■ **Selected passage**:
╭──
IMPORTANT ANATOMICAL TERMS

The anatomical position

The anatomical position is the standard reference position of the body used to describe the location of structures (Fig. 1.1). The body is in the anatomical position when standing upright with feet together, hands by the side, and face looking forward. The mouth is closed and the facial expression is neutral. The rim of bone under the eyes is in the same horizontal plane as the top of the opening to the ear, and the eyes are open and focused on something in the distance. The palms of the hands face forward with the fingers straight and together and with the pad of the thumb turned 90° to the pads of the fingers. The toes point forward.

Fig. 1.1 The anatomical position, planes, and terms of location and orientation.

Anatomical planes

Three major groups of planes pass through the body in the anatomical position (Fig. 1.1).

Coronal planes are oriented vertically and divide the body into anterior and posterior parts.

Sagittal planes also are oriented vertically, but are at right angles to the coronal planes and divide the body into right and left parts. The plane that passes through the center of the body dividing it into equal right and left halves is termed the median sagittal plane.

Transverse, horizontal, or axial planes divide the body into superior and inferior parts.

Terms to describe location

Anterior (ventral) and posterior (dorsal), medial and lateral, superior and inferior

Three major pairs of terms are used to describe the location of structures relative to the body as a whole or to other structures (Fig. 1.1).

Anterior (or ventral) and posterior (or dorsal) describe the position of structures relative to the “front” and “back” of the body. For example, the nose is an anterior (ventral) structure, whereas the vertebral column is a posterior (dorsal) structure.

Medial and lateral describe the position of structures relative to the median sagittal plane and the sides of the body. For example, the thumb is lateral to the little finger.

Superior and inferior describe structures in reference to the vertical axis of the body. For example, the head is superior to the shoulders.

Proximal and distal, cranial and caudal, and rostral

Other terms used to describe positions include proximal and distal, cranial and caudal, and rostral.
╰──
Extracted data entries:
╭──
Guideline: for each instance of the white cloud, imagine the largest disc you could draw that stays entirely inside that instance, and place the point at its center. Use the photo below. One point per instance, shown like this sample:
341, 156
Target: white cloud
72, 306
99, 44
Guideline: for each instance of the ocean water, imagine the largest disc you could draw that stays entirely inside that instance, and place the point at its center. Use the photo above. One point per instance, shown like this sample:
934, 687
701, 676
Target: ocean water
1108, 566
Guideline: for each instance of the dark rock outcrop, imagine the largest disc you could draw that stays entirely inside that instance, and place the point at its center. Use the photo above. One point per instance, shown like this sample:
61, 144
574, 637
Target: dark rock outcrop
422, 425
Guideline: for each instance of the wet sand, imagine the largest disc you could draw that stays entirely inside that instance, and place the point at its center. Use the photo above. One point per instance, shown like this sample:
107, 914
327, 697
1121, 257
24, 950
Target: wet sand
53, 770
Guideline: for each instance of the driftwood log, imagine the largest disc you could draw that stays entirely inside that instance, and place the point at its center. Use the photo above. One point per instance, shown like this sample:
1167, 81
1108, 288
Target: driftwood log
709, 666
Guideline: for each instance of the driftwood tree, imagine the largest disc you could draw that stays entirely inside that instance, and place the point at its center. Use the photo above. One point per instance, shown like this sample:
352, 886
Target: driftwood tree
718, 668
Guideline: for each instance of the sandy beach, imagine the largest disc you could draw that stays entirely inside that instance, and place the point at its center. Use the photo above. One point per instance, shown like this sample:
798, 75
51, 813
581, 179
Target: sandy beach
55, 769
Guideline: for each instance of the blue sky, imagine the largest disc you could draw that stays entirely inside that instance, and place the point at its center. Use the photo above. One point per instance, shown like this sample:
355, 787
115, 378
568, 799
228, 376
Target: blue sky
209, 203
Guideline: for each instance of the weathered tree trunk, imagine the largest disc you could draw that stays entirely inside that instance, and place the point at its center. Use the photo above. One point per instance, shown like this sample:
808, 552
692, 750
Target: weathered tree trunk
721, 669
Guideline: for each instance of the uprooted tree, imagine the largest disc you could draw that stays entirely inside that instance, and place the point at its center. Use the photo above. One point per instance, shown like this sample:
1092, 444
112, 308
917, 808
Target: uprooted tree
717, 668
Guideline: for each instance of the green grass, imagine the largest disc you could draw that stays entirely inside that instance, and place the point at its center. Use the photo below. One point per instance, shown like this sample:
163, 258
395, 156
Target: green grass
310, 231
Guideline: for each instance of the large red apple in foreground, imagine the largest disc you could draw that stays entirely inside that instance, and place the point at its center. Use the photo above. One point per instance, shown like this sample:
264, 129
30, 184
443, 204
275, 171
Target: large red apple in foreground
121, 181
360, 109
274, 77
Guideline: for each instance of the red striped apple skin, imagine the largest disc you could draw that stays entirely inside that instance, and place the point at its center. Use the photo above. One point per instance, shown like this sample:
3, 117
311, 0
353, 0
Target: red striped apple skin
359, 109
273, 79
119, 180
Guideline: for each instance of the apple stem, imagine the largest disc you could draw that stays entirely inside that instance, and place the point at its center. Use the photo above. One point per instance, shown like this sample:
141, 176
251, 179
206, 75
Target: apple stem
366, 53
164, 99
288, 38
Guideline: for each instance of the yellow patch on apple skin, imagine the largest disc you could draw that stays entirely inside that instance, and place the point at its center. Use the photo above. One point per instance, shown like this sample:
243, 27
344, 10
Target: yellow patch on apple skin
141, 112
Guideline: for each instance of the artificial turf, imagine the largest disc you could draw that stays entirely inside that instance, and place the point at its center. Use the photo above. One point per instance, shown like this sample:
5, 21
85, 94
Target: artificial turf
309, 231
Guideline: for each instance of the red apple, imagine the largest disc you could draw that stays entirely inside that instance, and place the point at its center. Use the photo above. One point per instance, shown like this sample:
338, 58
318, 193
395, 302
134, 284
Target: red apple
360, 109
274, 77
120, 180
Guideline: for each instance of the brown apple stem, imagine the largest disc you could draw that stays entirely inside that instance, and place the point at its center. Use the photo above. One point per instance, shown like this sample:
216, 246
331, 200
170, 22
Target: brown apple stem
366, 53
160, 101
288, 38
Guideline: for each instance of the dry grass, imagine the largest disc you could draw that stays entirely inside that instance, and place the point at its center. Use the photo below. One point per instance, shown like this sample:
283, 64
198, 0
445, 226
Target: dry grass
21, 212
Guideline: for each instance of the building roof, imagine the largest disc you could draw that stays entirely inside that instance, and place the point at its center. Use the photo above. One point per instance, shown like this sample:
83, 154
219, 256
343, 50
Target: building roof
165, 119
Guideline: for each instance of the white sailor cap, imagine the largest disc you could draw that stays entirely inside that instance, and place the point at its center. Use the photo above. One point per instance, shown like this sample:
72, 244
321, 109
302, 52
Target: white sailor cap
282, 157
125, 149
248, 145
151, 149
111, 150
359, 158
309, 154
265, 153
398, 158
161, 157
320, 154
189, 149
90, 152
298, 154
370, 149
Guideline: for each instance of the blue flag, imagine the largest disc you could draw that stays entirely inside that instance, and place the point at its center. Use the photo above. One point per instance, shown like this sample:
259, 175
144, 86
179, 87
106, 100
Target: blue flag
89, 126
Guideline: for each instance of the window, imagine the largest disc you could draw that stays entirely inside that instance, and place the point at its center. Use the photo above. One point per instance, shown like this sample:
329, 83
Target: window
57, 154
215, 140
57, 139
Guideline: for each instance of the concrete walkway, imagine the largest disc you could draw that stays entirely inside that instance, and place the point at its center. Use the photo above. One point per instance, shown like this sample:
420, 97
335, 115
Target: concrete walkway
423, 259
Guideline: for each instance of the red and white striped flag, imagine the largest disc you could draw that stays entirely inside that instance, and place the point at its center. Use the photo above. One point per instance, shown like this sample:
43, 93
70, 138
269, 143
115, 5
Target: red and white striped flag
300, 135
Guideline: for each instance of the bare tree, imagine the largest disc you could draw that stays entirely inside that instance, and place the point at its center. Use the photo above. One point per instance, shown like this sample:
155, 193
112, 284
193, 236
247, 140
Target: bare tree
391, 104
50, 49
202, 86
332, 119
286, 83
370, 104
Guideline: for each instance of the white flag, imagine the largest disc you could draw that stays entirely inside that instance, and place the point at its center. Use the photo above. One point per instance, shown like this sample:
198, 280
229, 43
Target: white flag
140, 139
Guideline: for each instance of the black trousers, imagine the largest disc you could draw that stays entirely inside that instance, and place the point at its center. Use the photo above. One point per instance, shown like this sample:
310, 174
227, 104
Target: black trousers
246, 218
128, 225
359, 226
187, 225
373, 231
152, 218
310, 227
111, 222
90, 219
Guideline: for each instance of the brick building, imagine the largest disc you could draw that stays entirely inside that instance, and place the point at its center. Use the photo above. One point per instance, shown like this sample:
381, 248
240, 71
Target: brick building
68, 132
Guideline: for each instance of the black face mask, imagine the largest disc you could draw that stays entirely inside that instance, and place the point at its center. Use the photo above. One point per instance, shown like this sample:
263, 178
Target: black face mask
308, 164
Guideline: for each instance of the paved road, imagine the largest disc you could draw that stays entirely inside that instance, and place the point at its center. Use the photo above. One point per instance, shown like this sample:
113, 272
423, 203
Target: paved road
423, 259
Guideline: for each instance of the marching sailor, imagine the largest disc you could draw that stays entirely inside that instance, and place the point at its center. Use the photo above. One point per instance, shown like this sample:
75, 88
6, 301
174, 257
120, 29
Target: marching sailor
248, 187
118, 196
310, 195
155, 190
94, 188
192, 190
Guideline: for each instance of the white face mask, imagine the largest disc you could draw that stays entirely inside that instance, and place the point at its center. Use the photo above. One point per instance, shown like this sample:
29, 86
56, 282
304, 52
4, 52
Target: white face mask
╰──
Quote the entire text on anatomical terms, word for word. Work only from the anatomical terms text; leave the material aside.

IMPORTANT ANATOMICAL TERMS

The anatomical position

The anatomical position is the standard reference position of the body used to describe the location of structures (Fig. 1.1). The body is in the anatomical position when standing upright with feet together, hands by the side, and face looking forward. The mouth is closed and the facial expression is neutral. The rim of bone under the eyes is in the same horizontal plane as the top of the opening to the ear, and the eyes are open and focused on something in the distance. The palms of the hands face forward with the fingers straight and together and with the pad of the thumb turned 90° to the pads of the fingers. The toes point forward.

Fig. 1.1 The anatomical position, planes, and terms of location and orientation.

Anatomical planes

Three major groups of planes pass through the body in the anatomical position (Fig. 1.1).

Coronal planes are oriented vertically and divide the body into anterior and posterior parts.

Sagittal planes also are oriented vertically, but are at right angles to the coronal planes and divide the body into right and left parts. The plane that passes through the center of the body dividing it into equal right and left halves is termed the median sagittal plane.

Transverse, horizontal, or axial planes divide the body into superior and inferior parts.

Terms to describe location

Anterior (ventral) and posterior (dorsal), medial and lateral, superior and inferior

Three major pairs of terms are used to describe the location of structures relative to the body as a whole or to other structures (Fig. 1.1).

Anterior (or ventral) and posterior (or dorsal) describe the position of structures relative to the “front” and “back” of the body. For example, the nose is an anterior (ventral) structure, whereas the vertebral column is a posterior (dorsal) structure.

Medial and lateral describe the position of structures relative to the median sagittal plane and the sides of the body. For example, the thumb is lateral to the little finger.

Superior and inferior describe structures in reference to the vertical axis of the body. For example, the head is superior to the shoulders.

Proximal and distal, cranial and caudal, and rostral

Other terms used to describe positions include proximal and distal, cranial and caudal, and rostral.